#### WHAT IS EXPECTED
Could you print every one of the entries below word for word, leaving out the pictures?

#### WORKING DATA
━━━━━━━━━━━━━━━━━━━━━━━━━━━━━━
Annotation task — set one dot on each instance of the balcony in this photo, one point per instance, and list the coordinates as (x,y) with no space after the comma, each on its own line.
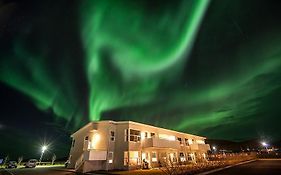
(199,147)
(160,143)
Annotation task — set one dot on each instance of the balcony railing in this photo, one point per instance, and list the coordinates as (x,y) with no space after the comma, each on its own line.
(160,143)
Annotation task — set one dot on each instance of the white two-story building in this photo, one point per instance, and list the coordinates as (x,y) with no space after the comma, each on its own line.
(107,145)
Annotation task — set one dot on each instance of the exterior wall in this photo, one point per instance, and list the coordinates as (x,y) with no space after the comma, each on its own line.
(121,146)
(164,144)
(77,147)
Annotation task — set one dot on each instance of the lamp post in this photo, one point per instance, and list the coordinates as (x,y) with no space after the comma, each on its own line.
(265,145)
(44,148)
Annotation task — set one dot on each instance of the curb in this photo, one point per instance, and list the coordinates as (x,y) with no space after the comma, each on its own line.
(229,166)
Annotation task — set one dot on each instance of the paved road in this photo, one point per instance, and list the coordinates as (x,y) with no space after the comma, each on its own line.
(37,171)
(259,167)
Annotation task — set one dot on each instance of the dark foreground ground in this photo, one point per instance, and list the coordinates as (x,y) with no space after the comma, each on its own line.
━━━━━━━━━━━━━━━━━━━━━━━━━━━━━━
#### SOLUTION TO THIS TASK
Annotation task — set one dot on each instance of the balcony in this photo, one point per instance, and list the coordinates as (x,y) with no space after the comma, each on its own line.
(199,147)
(160,143)
Annotation task — set one dot on each instance of the balcony railing in this photo, one point per instance, and list the coordinates as (x,y) with no space after the comma, each on its own line.
(160,143)
Annotation task — set one dot on each instance of the white two-story building in this photo, one point per instance, and list the coordinates as (x,y) with no space after the comma, each on its own line.
(107,145)
Annotation task — set one dot on each instance of the exterior wall in this photo, one point per instance, and list the coordinates as (x,y) with no space after the comma, each on its own line.
(121,146)
(164,144)
(77,147)
Annotation task — set one dot on each instance of the lamp post in this photo, one point per instance, and list the coordinates as (x,y) with no space after the comma, each on its own line.
(265,145)
(44,148)
Annotation task — set one dot on each instance of the curb in this photo, one point per instance, and list the coordinates as (x,y) with no space after the comma, each on its own line.
(229,166)
Annotation task — set one dot on each instance of the paved road in this photo, one point per instance, and list the coordinates as (x,y) with no space after the comma, each on its own line.
(37,171)
(259,167)
Annotation task — set one dot on each instance of the dark foreground ground in this photo, one point per instance, and list the coordinates as (x,y) with no space after the comma, each on its own line.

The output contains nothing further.